[Collected data]
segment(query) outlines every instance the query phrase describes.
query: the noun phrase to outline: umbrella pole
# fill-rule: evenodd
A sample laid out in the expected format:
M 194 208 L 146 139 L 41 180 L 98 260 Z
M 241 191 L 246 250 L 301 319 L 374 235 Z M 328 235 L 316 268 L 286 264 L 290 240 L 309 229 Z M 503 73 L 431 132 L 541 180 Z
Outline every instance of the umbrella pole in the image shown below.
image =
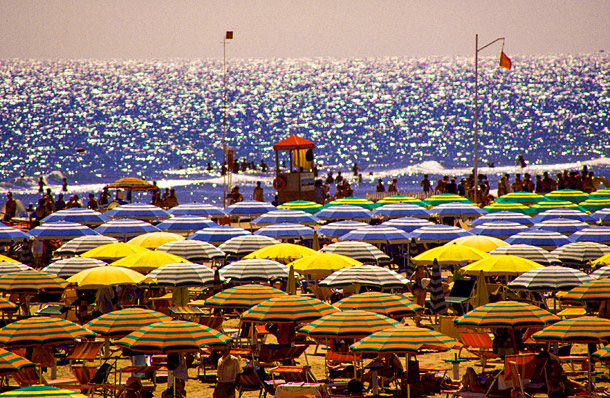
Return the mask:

▶ _Task goal_:
Counting the lines above that hold "query", reply with the number and no other words.

▶ _Exercise answer_:
2